• _Material supplied_:
>>>
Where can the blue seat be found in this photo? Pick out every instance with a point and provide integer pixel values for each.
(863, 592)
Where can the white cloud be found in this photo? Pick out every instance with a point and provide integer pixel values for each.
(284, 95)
<<<
>>>
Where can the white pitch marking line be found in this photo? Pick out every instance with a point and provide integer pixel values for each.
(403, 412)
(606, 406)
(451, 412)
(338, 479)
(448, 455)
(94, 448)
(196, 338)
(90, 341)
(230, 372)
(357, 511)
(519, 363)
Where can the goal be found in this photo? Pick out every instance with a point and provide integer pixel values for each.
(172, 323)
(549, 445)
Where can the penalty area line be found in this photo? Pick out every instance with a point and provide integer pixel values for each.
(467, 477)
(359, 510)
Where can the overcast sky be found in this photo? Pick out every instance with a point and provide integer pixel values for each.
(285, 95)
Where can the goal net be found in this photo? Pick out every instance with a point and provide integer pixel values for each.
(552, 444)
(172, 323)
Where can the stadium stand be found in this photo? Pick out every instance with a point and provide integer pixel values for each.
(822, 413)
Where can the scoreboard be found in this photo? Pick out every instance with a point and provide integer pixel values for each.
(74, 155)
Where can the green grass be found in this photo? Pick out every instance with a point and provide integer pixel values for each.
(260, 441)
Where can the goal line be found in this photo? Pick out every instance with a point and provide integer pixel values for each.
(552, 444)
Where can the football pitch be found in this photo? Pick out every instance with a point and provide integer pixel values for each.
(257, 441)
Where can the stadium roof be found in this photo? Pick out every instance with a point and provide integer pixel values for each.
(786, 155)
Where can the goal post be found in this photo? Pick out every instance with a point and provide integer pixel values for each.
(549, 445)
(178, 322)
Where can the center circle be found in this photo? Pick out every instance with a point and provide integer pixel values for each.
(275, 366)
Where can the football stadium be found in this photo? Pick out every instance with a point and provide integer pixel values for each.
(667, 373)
<<<
Locate each row above that contains the word "pitch" and copy those rows in full.

Where can the white pitch marking line be found in this photo? Pick out every instance with a point and provide integer pixel values for each.
Where can the football pitch be found in this photo? Pick out every instance with a point and provide integer pixel values for each.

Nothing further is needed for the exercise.